## SET TASK
Show every line of the data below that contains the string "flooring", treating uppercase and lowercase letters as different.

(Data for bounding box labeling)
╔══
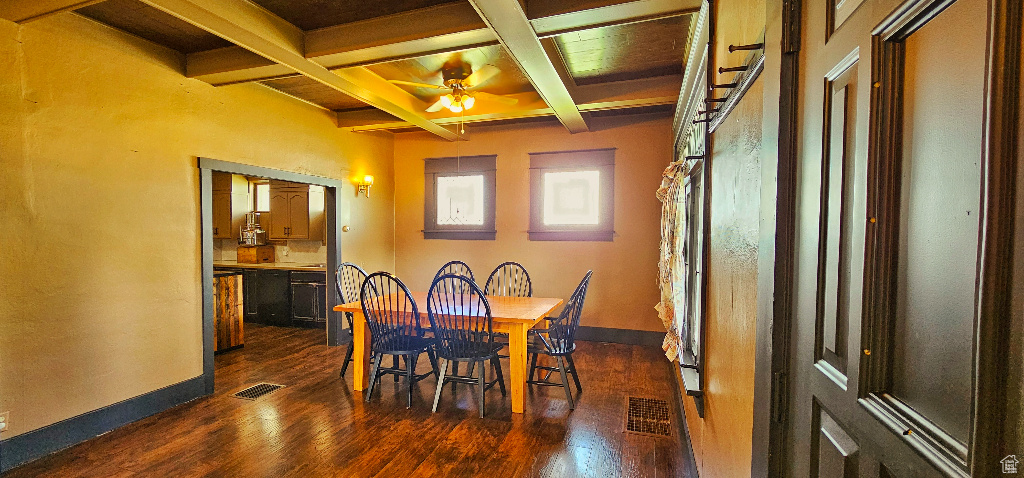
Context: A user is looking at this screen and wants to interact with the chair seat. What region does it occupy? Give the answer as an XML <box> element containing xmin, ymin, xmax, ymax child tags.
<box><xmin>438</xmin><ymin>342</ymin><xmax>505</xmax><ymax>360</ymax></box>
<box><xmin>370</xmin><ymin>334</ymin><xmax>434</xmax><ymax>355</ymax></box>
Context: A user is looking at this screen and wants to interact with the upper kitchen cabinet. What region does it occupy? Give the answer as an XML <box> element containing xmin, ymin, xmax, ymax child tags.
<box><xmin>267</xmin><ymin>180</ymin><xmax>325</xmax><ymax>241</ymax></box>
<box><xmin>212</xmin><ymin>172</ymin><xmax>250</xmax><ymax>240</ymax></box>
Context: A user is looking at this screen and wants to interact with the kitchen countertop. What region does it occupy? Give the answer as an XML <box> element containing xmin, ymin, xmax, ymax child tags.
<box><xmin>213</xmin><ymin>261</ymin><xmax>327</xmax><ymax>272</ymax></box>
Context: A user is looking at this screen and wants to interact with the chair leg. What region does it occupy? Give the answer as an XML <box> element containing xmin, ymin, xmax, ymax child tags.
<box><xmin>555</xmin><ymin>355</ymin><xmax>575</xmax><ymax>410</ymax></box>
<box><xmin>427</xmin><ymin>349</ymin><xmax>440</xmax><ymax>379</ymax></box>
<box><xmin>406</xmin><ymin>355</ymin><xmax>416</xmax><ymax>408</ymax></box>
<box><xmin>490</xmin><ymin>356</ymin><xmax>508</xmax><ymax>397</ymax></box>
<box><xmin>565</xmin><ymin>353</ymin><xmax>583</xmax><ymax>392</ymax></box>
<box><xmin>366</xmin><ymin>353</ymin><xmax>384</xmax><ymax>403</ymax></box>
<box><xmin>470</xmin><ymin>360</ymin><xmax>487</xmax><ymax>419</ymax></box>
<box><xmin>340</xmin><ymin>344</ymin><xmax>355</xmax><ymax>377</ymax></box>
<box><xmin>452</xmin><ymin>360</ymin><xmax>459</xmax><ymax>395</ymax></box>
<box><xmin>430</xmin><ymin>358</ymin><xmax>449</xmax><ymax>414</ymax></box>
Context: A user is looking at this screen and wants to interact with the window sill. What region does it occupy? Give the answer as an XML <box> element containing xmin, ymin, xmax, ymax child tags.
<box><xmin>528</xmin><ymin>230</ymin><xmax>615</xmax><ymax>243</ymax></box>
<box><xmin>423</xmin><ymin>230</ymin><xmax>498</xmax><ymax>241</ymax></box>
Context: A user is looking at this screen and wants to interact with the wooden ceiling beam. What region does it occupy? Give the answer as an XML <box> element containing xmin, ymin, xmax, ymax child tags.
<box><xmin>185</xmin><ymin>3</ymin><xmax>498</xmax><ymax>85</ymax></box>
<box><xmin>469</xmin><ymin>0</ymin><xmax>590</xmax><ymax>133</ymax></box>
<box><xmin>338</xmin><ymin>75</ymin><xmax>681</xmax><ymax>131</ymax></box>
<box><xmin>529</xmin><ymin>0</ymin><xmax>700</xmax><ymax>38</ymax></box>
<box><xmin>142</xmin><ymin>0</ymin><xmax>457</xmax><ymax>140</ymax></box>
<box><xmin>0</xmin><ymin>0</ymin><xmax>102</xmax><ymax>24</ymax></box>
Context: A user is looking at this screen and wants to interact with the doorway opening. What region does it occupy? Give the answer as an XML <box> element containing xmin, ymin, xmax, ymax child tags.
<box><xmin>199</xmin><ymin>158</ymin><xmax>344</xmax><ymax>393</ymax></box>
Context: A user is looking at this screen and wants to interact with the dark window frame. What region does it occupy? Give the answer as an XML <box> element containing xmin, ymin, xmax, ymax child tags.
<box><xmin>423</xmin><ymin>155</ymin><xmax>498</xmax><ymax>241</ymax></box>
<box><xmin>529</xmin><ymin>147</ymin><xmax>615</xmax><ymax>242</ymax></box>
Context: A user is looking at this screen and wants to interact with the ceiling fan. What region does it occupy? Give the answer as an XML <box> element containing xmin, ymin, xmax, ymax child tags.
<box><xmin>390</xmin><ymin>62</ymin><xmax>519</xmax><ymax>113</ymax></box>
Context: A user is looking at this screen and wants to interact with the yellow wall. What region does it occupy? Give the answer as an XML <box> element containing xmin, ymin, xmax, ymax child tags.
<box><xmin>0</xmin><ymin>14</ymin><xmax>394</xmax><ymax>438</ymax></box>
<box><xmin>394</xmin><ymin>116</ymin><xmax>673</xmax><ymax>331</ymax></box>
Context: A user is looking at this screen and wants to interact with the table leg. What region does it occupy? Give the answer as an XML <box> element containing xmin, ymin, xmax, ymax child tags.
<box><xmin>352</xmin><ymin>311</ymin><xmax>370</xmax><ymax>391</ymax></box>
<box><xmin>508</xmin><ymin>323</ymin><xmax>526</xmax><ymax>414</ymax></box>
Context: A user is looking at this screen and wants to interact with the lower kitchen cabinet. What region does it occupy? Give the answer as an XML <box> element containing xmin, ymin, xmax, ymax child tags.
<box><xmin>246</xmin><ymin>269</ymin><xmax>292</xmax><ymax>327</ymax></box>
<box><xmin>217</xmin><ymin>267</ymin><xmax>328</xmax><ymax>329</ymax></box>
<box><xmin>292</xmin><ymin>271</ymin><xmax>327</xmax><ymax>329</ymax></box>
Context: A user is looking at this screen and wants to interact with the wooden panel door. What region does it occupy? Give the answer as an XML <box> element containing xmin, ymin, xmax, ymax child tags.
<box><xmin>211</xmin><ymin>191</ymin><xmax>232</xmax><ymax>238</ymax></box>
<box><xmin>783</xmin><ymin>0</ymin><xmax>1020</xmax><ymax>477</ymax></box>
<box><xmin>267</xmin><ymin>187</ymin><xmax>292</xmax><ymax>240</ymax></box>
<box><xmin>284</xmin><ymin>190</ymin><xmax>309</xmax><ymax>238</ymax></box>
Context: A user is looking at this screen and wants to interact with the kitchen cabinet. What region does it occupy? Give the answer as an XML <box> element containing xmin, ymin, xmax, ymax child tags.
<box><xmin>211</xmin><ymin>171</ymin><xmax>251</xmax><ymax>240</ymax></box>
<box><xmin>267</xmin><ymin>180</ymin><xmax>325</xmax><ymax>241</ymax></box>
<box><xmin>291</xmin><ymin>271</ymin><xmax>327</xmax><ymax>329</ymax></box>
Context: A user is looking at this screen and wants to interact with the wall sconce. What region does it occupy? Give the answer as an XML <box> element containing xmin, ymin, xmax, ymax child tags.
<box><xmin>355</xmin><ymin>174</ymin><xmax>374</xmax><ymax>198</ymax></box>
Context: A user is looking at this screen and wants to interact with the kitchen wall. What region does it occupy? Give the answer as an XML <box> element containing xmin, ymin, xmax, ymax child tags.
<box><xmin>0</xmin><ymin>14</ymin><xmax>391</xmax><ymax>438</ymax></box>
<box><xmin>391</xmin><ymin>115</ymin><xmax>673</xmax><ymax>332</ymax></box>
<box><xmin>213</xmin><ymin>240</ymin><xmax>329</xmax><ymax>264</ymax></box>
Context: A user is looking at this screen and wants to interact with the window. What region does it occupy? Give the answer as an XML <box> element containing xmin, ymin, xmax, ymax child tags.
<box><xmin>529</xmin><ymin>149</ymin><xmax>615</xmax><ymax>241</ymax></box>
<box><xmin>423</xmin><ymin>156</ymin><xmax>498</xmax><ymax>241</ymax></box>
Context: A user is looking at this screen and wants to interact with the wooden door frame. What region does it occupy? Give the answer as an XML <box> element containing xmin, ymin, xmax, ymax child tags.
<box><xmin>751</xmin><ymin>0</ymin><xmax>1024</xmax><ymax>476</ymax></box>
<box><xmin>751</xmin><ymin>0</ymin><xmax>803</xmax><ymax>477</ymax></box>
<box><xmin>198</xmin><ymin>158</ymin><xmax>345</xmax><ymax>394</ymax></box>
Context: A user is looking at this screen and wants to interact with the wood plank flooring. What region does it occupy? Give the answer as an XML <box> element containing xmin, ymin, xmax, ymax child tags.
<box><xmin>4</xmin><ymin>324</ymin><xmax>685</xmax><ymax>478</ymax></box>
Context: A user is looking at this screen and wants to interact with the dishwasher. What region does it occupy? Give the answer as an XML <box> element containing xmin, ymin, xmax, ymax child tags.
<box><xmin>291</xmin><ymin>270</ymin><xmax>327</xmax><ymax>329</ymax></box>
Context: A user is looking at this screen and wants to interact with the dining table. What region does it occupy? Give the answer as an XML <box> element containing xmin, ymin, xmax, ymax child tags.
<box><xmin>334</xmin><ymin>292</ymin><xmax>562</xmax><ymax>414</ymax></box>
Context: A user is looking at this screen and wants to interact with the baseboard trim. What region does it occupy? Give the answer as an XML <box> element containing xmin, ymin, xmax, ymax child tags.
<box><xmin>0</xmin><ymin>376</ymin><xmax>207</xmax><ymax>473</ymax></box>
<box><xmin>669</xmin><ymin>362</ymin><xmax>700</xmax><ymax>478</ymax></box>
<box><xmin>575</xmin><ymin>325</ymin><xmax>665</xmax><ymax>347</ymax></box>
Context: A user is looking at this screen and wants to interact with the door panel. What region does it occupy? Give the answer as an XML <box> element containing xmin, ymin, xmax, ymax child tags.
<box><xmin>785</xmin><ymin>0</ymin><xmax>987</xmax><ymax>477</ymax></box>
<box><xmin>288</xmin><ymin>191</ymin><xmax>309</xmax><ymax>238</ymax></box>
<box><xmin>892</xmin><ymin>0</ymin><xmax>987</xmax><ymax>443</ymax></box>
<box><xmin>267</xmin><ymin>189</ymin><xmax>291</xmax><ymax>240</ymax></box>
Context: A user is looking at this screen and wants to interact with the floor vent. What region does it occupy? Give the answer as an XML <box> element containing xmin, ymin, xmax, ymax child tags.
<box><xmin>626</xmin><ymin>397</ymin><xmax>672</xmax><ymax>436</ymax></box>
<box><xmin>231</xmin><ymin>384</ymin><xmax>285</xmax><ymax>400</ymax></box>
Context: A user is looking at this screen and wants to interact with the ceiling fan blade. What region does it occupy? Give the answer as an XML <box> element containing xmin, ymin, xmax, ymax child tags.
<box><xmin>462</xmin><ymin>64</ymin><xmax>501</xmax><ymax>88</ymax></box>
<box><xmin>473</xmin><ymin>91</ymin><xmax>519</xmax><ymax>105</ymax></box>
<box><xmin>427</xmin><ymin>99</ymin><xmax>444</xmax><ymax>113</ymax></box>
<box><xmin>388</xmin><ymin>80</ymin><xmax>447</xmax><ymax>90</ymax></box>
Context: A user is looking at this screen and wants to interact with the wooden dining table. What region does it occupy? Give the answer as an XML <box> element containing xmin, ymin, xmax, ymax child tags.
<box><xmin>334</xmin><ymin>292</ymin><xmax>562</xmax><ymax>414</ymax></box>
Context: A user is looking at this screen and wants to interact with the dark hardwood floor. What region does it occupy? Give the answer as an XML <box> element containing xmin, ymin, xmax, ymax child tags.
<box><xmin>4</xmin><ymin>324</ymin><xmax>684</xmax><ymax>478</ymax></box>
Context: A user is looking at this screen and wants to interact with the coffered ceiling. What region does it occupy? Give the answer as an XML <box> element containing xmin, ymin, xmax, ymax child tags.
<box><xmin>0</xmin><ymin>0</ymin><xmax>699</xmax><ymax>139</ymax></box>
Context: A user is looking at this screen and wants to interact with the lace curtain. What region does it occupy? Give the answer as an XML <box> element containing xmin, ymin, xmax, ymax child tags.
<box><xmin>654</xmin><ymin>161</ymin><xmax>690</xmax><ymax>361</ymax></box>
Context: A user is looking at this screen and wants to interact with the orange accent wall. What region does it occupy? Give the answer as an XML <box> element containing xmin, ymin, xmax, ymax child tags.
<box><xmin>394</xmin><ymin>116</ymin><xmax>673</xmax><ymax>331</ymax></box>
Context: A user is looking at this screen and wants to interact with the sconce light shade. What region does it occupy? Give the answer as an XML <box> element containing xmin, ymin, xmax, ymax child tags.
╚══
## CORRECT RESPONSE
Context: A user is looking at this screen and wants to interact with the wood plank flooring. What region does it occupy? Give the answer as an XML <box> element containing xmin, ymin, xmax, ymax child tags.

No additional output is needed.